WRITTEN EXERCISE:
Reproduce exactly the lines beginning with the line that contains "Would you kindly pick out the wooden" and ending at the final line of the material below.

Extracted data entries
━━━━━━━━

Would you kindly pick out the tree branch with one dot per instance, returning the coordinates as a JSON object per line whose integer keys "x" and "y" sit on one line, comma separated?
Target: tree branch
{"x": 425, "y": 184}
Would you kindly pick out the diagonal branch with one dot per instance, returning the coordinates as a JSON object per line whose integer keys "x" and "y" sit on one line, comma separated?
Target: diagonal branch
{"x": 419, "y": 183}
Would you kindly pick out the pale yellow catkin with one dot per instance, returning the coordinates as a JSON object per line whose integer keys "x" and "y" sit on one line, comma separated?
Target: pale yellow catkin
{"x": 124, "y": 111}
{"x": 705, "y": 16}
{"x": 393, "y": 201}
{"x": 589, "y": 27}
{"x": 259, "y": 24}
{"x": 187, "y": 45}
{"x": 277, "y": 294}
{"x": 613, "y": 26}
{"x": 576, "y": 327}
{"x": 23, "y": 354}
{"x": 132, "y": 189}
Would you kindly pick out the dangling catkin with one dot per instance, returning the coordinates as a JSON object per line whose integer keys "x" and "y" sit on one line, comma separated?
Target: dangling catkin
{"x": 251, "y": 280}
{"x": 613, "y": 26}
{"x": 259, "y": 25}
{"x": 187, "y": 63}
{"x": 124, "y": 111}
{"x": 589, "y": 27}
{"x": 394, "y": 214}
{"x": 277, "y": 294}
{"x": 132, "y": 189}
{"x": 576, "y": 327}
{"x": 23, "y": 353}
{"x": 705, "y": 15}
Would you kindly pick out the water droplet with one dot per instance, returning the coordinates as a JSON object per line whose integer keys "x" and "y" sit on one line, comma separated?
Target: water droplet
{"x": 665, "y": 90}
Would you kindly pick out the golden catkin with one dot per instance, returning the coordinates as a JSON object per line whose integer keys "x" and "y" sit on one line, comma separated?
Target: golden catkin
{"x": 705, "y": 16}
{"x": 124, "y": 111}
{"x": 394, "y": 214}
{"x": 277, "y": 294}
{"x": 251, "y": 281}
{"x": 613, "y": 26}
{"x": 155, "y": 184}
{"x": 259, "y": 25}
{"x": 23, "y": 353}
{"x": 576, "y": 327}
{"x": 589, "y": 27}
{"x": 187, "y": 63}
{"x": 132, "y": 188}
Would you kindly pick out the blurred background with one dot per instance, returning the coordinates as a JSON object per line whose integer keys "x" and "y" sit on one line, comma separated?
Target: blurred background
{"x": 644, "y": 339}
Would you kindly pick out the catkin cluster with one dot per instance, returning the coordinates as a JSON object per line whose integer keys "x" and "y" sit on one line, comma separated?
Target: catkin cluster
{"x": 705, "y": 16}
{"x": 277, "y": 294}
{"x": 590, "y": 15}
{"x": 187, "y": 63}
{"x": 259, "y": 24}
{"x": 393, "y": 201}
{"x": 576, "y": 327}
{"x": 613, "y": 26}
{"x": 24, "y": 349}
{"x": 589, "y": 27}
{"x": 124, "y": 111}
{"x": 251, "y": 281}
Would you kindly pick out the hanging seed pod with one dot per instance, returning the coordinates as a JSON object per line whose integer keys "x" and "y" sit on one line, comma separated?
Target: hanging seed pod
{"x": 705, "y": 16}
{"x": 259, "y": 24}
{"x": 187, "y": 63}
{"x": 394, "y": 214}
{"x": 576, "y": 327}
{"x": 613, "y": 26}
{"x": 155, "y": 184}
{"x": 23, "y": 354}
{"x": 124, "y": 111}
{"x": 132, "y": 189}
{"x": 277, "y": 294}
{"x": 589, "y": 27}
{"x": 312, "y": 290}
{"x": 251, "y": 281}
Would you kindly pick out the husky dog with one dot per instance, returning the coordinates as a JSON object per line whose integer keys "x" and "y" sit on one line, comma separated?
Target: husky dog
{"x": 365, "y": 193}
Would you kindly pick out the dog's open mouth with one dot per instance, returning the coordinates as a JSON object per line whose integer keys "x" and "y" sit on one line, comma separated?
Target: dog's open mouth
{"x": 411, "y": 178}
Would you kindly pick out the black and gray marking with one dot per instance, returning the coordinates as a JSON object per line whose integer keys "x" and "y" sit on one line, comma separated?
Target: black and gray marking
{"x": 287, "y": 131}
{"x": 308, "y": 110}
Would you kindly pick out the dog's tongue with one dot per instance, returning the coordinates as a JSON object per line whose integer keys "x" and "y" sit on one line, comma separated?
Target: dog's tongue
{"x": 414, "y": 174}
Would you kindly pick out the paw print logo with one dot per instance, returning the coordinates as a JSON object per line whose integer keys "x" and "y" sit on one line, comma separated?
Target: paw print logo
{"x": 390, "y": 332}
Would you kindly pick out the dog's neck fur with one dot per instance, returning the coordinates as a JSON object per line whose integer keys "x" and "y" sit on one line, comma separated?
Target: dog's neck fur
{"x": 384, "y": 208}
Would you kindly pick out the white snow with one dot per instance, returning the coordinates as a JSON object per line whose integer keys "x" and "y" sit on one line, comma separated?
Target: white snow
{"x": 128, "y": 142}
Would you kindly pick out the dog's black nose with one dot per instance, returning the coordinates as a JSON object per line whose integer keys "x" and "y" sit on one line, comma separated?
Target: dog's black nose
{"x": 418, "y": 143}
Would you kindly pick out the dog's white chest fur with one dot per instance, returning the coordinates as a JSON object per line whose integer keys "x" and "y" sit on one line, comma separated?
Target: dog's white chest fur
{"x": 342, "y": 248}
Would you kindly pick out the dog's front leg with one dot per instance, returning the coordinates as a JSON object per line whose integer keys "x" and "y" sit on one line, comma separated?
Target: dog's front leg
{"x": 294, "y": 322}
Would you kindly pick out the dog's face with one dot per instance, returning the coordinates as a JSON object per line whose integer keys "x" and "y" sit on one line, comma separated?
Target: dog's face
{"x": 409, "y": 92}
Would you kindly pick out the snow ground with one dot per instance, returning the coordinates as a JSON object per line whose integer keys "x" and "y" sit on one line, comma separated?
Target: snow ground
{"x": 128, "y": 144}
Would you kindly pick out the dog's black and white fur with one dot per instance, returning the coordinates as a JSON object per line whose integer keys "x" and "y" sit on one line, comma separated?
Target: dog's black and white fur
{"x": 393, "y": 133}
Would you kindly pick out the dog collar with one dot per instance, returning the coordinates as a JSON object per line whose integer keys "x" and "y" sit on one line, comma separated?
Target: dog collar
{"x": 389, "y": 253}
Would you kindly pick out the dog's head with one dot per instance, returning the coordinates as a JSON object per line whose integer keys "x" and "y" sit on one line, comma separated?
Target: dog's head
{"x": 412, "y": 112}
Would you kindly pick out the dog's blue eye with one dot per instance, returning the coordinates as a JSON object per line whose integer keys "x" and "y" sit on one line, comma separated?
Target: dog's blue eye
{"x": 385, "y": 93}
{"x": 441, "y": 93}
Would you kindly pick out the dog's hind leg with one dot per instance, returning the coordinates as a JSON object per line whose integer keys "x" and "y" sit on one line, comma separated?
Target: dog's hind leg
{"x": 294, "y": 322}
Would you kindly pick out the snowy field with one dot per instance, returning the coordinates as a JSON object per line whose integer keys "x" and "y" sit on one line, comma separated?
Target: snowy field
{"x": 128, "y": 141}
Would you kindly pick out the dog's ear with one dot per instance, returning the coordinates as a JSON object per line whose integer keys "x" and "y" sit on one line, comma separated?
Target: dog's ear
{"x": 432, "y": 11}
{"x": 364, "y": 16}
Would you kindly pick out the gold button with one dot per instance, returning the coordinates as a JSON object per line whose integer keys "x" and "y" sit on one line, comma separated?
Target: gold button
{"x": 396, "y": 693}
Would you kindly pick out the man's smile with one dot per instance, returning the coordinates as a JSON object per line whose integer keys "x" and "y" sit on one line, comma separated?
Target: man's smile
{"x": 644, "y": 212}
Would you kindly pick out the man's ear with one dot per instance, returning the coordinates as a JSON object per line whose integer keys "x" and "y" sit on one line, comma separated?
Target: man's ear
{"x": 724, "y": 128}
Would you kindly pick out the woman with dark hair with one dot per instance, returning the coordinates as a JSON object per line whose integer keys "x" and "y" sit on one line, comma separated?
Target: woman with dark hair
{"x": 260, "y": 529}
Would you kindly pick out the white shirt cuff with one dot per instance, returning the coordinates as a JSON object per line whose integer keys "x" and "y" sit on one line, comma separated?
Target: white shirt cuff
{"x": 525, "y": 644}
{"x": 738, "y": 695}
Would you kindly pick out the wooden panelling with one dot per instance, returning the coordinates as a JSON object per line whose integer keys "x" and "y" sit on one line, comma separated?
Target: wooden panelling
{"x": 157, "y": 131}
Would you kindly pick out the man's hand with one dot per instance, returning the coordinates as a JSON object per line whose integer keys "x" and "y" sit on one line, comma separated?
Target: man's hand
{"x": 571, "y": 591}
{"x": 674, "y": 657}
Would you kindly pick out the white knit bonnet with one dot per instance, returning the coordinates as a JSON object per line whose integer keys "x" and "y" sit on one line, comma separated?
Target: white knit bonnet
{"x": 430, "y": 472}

━━━━━━━━

OUTPUT OF THE TASK:
Would you kindly pick out the wooden panelling with one dot per instance, returning the coordinates as a JSON object per line whose integer keys "x" and "y" sit on one line, comma separated?
Target: wooden panelling
{"x": 157, "y": 131}
Would you kindly pick out the man's hand with one dot per instance, returning the coordinates as a JSON object per line whose integer keys "x" and "y" sit on one line, comma separated?
Target: man's hand
{"x": 571, "y": 591}
{"x": 674, "y": 657}
Would you kindly pick out the white knit bonnet with one dot per instance, returning the coordinates as a JSON object per line whose integer keys "x" and "y" sit on one line, comma separated?
Target: white knit bonnet
{"x": 430, "y": 472}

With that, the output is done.